### AVAILABLE DATA ###

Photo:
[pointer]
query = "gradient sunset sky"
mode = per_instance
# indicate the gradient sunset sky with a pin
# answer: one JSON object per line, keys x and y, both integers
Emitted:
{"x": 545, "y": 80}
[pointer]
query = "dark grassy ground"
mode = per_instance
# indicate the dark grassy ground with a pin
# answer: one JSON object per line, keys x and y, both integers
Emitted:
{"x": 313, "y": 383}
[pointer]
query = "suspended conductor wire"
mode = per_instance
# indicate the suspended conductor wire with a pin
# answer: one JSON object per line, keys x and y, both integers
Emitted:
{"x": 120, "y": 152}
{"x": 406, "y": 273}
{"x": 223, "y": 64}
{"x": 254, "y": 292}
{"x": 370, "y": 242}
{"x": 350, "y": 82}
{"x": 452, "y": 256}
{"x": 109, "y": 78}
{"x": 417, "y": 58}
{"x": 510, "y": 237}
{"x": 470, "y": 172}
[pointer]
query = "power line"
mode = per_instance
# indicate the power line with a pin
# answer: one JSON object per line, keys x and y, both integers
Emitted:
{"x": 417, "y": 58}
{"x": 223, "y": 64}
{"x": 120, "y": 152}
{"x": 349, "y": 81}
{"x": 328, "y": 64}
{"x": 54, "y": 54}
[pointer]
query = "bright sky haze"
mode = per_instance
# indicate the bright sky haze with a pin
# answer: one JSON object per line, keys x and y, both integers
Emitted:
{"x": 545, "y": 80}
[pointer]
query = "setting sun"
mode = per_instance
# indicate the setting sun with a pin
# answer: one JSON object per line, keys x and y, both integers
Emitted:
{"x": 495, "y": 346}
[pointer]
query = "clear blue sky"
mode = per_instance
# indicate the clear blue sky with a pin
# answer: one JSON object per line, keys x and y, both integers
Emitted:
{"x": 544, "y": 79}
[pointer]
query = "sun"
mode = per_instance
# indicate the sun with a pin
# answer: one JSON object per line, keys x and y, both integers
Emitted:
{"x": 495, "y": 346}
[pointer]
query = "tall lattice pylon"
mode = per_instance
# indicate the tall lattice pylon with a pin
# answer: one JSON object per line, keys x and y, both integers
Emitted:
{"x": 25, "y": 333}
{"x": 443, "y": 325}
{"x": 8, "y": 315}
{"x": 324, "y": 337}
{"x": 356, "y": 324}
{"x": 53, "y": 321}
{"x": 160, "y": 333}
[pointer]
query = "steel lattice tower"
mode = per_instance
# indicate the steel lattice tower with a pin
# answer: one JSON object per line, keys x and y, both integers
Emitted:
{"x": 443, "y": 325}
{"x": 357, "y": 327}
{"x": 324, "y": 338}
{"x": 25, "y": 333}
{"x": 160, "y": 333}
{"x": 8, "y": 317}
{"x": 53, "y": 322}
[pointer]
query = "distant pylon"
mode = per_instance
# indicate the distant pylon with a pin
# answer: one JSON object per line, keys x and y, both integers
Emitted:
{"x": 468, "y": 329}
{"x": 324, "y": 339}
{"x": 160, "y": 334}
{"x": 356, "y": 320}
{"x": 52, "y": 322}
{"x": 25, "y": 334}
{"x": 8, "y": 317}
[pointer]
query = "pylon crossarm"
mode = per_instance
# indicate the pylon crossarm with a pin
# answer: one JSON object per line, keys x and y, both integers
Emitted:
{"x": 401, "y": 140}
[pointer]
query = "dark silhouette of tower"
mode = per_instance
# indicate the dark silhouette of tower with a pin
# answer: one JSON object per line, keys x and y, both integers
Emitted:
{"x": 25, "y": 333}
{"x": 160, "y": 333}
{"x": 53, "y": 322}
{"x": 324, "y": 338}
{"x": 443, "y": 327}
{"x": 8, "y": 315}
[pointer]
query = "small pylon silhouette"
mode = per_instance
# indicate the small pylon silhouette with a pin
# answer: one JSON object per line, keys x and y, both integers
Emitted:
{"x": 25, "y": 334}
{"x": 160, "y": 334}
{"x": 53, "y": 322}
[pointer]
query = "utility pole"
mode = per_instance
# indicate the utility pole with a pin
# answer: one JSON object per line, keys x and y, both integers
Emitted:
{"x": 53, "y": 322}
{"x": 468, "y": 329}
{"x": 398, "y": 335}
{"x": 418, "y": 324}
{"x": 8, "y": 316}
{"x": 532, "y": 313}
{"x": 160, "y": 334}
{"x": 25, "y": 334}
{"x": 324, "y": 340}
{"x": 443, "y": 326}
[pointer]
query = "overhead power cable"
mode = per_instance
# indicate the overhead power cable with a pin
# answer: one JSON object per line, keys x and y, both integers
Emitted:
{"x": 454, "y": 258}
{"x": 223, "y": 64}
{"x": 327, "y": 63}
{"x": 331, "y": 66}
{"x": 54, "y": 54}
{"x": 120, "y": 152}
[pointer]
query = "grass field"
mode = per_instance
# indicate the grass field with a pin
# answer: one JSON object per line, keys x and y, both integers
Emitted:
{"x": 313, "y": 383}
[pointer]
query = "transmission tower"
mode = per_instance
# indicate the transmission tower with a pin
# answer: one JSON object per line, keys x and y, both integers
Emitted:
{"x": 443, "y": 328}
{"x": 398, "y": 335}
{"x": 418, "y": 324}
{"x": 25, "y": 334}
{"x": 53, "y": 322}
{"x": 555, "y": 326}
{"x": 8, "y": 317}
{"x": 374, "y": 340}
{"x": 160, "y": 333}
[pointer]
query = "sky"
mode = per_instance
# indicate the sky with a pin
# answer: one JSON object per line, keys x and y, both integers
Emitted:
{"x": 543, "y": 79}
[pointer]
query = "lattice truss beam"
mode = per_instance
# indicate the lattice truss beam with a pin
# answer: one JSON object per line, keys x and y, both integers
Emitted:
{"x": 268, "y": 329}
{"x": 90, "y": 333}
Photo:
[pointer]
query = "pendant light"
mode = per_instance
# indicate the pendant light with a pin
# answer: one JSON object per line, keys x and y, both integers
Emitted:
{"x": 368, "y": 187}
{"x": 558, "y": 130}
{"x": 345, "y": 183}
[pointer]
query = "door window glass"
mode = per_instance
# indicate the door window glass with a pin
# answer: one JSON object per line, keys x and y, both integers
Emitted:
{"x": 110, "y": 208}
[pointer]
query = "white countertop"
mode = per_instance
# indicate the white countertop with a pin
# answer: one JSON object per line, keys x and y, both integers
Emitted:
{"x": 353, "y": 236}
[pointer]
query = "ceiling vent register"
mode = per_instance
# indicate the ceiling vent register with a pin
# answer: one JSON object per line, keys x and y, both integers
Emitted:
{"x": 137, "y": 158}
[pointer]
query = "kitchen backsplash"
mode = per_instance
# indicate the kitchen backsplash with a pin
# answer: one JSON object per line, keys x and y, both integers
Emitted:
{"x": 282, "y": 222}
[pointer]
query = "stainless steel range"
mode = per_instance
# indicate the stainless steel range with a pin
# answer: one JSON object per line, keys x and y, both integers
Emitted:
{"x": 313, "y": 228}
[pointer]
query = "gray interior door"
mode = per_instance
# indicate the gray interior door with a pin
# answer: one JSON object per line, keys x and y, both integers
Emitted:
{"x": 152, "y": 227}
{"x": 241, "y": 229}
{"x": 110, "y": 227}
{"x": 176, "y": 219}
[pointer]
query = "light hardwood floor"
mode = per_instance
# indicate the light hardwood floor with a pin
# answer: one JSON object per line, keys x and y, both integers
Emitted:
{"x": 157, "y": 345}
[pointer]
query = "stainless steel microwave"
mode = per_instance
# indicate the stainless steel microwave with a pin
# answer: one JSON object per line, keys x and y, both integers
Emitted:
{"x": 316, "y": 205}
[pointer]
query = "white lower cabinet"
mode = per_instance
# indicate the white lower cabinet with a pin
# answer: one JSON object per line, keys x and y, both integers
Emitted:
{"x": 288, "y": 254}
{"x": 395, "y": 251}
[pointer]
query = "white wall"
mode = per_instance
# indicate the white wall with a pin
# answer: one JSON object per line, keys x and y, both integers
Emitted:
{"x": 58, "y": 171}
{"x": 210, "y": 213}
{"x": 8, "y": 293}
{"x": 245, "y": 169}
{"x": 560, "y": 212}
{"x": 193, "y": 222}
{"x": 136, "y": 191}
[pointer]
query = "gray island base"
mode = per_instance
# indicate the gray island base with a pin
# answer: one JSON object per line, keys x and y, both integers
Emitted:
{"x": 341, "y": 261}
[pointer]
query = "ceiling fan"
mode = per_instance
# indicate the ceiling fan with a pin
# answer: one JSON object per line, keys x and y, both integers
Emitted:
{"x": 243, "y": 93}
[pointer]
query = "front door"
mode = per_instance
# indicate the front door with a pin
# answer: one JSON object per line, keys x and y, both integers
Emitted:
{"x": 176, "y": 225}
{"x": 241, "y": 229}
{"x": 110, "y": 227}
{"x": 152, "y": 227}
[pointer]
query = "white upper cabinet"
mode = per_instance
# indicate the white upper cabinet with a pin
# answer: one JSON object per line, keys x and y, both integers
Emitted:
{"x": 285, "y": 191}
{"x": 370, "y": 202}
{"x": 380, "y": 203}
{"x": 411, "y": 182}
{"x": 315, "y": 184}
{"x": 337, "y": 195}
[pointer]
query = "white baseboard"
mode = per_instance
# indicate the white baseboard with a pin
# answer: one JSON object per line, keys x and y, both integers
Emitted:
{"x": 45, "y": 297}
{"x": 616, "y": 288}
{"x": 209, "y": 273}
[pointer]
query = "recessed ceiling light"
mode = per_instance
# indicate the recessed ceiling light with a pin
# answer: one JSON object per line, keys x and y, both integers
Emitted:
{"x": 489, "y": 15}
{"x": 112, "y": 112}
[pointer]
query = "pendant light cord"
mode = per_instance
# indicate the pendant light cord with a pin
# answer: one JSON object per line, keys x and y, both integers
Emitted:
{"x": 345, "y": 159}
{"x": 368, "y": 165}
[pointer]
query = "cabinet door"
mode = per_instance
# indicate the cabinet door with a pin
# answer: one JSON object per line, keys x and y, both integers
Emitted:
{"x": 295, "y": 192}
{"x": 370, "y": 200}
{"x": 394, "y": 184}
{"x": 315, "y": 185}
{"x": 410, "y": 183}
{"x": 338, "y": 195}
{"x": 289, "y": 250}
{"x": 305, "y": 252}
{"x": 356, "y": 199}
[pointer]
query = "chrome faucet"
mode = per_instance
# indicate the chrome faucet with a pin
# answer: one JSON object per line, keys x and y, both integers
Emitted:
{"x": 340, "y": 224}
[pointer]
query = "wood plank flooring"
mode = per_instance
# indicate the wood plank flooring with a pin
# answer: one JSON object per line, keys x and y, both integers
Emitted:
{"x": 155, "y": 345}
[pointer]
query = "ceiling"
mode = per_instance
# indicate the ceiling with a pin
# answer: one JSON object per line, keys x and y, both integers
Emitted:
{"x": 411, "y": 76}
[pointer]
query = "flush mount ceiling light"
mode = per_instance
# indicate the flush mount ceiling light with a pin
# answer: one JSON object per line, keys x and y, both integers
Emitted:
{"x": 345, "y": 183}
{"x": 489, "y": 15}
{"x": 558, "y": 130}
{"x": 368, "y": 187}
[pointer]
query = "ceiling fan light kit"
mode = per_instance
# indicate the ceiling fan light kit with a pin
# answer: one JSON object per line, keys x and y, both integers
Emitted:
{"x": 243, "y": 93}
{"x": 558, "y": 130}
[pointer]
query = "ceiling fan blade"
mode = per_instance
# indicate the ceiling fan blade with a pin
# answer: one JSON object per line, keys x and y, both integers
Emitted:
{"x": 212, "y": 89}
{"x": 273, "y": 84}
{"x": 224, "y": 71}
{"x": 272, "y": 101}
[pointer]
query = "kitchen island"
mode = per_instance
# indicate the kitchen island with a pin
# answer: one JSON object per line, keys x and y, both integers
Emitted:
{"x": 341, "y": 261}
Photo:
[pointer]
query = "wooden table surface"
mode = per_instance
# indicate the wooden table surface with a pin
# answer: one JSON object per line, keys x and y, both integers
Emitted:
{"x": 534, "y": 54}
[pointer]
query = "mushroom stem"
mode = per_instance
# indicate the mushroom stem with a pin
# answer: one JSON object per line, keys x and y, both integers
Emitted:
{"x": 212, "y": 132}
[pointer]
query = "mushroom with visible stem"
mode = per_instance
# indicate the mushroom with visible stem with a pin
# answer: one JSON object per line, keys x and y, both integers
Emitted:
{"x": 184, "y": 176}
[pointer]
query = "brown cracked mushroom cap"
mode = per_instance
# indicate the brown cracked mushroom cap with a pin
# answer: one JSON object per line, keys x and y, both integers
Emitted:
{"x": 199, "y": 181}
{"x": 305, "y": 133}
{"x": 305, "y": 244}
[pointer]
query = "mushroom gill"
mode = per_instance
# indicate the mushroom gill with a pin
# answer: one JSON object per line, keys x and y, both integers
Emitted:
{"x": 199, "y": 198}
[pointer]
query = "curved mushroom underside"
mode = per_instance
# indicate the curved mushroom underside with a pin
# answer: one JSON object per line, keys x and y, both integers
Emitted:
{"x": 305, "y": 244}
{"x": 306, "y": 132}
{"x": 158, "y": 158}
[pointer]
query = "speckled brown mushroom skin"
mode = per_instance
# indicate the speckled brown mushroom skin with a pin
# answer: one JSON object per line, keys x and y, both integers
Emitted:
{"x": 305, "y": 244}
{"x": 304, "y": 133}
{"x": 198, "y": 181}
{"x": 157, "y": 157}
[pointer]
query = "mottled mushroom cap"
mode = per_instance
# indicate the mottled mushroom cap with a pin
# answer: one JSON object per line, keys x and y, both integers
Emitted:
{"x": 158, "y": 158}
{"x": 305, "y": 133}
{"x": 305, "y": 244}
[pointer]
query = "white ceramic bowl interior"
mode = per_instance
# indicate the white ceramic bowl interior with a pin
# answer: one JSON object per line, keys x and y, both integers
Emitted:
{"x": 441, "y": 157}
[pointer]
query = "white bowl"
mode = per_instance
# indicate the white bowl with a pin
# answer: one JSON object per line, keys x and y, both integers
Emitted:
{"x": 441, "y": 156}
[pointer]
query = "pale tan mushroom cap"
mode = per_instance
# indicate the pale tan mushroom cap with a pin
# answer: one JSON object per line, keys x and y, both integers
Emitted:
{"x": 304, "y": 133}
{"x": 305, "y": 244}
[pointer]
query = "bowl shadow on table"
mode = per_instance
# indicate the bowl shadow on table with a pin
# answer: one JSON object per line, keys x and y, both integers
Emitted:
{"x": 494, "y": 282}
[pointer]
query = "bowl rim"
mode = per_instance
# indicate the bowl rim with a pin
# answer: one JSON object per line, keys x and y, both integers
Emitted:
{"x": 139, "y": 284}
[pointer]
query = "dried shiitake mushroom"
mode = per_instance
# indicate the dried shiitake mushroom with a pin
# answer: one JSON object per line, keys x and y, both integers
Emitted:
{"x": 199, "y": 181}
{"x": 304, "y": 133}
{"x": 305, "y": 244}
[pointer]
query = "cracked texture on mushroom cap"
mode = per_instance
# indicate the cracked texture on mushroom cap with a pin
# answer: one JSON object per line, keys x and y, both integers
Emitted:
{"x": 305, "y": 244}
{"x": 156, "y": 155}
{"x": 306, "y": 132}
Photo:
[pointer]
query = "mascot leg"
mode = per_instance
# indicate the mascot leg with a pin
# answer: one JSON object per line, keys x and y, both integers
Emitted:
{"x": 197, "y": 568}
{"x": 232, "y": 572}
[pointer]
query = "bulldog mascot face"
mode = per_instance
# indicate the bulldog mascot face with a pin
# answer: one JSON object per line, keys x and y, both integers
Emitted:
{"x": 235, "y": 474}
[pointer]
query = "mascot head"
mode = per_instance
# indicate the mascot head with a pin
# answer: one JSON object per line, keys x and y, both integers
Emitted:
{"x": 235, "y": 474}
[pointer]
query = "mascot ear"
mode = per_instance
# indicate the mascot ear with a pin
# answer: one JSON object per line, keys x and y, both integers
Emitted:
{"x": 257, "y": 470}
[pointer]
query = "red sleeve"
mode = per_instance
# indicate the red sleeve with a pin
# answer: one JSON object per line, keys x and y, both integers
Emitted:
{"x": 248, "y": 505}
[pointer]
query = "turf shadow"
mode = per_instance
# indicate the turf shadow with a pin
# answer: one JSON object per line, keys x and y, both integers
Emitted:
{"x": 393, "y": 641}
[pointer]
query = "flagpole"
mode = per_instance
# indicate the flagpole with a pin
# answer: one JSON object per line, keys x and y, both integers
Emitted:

###

* **SET EXERCISE**
Pick out every line in the items above that contains the word "cable", and copy each of those lines.

* **RESPONSE**
query = "overhead power cable"
# indicate the overhead power cable with a pin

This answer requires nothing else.